→ DESCRIPTION OF THE TASK
Repeat every entry below exactly as given.

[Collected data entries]
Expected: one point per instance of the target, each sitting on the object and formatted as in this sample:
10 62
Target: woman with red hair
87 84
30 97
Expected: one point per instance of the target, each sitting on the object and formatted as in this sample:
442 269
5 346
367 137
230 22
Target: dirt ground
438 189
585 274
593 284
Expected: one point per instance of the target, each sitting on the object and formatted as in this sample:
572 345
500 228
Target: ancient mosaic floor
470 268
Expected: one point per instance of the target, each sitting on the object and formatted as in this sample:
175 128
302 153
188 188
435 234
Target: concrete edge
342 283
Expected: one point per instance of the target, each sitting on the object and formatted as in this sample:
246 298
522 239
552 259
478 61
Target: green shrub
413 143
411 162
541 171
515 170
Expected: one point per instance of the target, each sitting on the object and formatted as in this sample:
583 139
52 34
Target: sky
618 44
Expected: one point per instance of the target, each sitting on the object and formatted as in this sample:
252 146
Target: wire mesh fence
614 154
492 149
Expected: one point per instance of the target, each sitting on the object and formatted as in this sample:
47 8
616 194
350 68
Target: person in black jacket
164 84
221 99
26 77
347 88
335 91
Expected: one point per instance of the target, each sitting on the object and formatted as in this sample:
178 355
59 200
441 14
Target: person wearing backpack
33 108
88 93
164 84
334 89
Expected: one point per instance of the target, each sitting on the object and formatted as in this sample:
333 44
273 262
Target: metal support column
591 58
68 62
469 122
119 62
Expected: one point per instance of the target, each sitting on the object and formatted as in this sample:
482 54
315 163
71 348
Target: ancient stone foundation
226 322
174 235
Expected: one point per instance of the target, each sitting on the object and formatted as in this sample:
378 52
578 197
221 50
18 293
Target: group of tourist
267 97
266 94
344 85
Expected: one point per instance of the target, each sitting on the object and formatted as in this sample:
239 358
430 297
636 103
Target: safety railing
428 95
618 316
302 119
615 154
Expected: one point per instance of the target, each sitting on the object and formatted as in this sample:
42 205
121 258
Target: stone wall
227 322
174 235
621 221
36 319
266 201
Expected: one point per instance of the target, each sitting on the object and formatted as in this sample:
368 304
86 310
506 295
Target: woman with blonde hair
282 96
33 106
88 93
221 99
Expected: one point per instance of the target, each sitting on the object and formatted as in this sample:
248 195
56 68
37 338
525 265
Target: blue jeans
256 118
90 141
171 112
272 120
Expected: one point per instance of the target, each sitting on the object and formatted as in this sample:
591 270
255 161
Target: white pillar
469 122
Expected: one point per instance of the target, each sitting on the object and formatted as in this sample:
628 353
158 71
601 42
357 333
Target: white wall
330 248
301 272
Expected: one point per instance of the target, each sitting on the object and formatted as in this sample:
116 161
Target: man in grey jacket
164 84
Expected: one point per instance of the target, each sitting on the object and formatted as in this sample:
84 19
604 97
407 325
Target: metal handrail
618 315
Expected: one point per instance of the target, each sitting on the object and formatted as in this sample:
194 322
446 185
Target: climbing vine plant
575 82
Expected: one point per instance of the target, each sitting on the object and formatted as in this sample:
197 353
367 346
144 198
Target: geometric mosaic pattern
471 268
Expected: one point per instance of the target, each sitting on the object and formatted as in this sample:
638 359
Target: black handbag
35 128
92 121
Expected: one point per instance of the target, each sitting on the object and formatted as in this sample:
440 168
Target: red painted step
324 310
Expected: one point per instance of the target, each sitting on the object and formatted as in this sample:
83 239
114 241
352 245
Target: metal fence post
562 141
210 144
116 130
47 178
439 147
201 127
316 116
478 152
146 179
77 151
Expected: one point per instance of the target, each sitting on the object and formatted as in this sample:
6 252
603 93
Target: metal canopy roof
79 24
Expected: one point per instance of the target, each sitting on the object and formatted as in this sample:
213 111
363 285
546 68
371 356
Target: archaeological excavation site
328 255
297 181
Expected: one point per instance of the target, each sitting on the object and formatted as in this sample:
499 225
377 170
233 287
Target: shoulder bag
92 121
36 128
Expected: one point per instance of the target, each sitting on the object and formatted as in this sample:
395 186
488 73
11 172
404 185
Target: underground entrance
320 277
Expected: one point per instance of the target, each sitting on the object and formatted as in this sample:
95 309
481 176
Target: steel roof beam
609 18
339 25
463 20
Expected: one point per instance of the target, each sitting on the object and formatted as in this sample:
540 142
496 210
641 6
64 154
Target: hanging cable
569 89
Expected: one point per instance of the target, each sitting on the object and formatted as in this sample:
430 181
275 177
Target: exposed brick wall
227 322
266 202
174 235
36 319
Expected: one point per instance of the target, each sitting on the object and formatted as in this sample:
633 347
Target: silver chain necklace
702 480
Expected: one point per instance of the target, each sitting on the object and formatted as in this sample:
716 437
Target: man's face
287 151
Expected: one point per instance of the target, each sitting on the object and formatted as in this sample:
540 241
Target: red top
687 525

→ WRITTEN ANSWER
Expected: one point per instance of the target, each sitting on the object and formatted as in this sample:
10 62
Target: woman with red hair
87 84
30 97
Expected: one point per instance of the target, each sitting on the object and formatted as in this sample:
442 269
5 346
367 137
230 22
Target: dirt ground
438 189
585 274
593 284
Expected: one point per instance of the target, each sitting on the object and formatted as in this sample:
572 345
500 228
Target: ancient mosaic floor
470 268
Expected: one point per instance of the target, each sitting on the object and formatted as in this sample:
175 128
302 153
188 188
435 234
Target: concrete edge
342 283
Expected: one point per instance of the target, each sitting on the object and formatted as in this sample:
246 298
522 239
552 259
478 61
Target: green shrub
413 143
411 162
541 171
515 170
Expected: one point per instance of the target, each sitting on the object and formatted as in this sample:
583 139
52 34
Target: sky
618 44
Expected: one point per instance of the target, each sitting on the object and formatted as in this sample:
252 146
Target: wire mesh fence
614 154
492 149
Expected: one point per instance of the target, each sitting on the object and formatted as in this sample:
47 8
616 194
350 68
Target: person in black jacket
164 84
221 99
26 77
347 88
335 91
Expected: one point per instance of the target, each sitting on the object and formatted as in this sample:
178 355
59 200
441 14
Target: person wearing backpack
33 108
88 93
164 84
334 89
Expected: one point per instance of the target, each sitting on the object and formatted as in this sample:
333 44
273 262
Target: metal support column
591 58
68 62
469 122
119 62
Expected: one point per instance of the target, each sitting on the object and formatted as in this sample:
482 54
315 163
71 348
Target: ancient stone foundation
226 322
174 235
Expected: one point per instance of the target, each sitting on the object and formatted as in this sample:
378 52
578 197
221 50
18 293
Target: group of tourist
267 97
266 94
344 85
Expected: one point per instance of the target, each sitting on the object and formatted as in this sample:
239 358
430 297
636 103
Target: safety railing
428 95
618 316
302 119
615 154
Expected: one point per instance of the target, each sitting on the object and formatted as in this sample:
42 205
121 258
Target: stone wall
227 322
174 235
621 221
36 319
266 201
Expected: one point per instance of the target, each sitting on the object and formatted as in this sample:
368 304
86 310
506 295
Target: woman with blonde hair
282 96
33 106
88 93
221 99
Expected: one point per instance of the target, each sitting on the object and formatted as in this sample:
248 195
56 68
37 338
525 265
Target: blue jeans
256 118
90 141
171 112
272 120
Expected: one point per instance of the target, each sitting on the object and formatted as in this sample:
591 270
255 161
Target: white pillar
469 122
Expected: one point per instance of the target, each sitting on the object and formatted as in this sample:
628 353
158 71
601 42
357 333
Target: white wall
330 248
301 272
Expected: one point per instance of the target, each sitting on the object and formatted as in this sample:
116 161
Target: man in grey jacket
164 84
Expected: one point per instance of the target, each sitting on the object and formatted as in this sample:
84 19
604 97
407 325
Target: metal handrail
618 315
Expected: one point per instance of the target, each sitting on the object and formatted as in this sample:
194 322
446 185
Target: climbing vine plant
575 82
Expected: one point per instance of the target, each sitting on the object and formatted as in this sample:
197 353
367 346
144 198
Target: geometric mosaic pattern
471 268
Expected: one point per instance of the target, each sitting on the object and formatted as in this sample:
638 359
Target: black handbag
35 128
92 121
Expected: one point per instance of the target, each sitting on the object and formatted as in this sample:
440 168
Target: red painted step
324 310
Expected: one point per instance of the target, each sitting on the object and formatted as in this sample:
83 239
114 241
352 245
Target: metal fence post
562 141
210 144
116 130
47 178
439 147
201 127
316 116
478 152
146 179
77 151
Expected: one point per instance of the target, each sitting on the object and formatted as in this sample:
6 252
603 93
Target: metal canopy roof
79 24
Expected: one point per instance of the target, each sitting on the object and formatted as in this sample:
213 111
363 285
546 68
371 356
Target: archaeological excavation site
328 255
297 181
Expected: one point per instance of the target, each sitting on the object and formatted as in this sample:
499 225
377 170
233 287
Target: shoulder bag
92 121
36 128
Expected: one point per instance of the target, each sitting on the object and formatted as in this sample:
395 186
488 73
11 172
404 185
Target: underground entrance
320 277
Expected: one point per instance of the target, each sitting on the object and formatted as in this sample:
95 309
481 176
Target: steel roof beam
609 18
339 25
463 20
Expected: one point per instance of the target, each sitting on the object and formatted as in this sample:
540 142
496 210
641 6
64 154
Target: hanging cable
569 89
Expected: one point per instance of the target, each sitting on the object and formatted as in this sample:
430 181
275 177
Target: exposed brick wall
227 322
266 202
174 235
36 319
Expected: one point per instance of the target, each sitting on the object and formatted as in this sample:
633 347
Target: silver chain necklace
702 480
Expected: one point per instance of the target, each sitting on the object and formatted as in this sample:
716 437
Target: man's face
287 151
Expected: one point per instance of the target, each sitting on the object and formatted as in this sample:
540 241
Target: red top
687 525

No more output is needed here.